» Einträge zur Übung
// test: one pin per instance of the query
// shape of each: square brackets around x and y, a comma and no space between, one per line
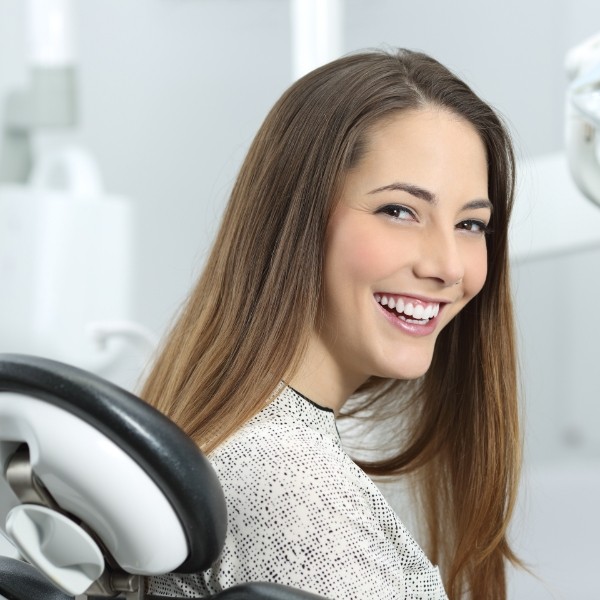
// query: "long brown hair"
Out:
[246,324]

» Aufgabe
Aktualisiere die Einträge oben, indem du „brown“ durch „black“ ersetzt und alles Übrige unverändert lässt. Lass die Bilder in deiner Antwort weg.

» Antwort
// test: one pin per instance of the query
// shape of each: square brackets around x and y, a comma and no space between, one per line
// query: "long black hair"
Out:
[246,324]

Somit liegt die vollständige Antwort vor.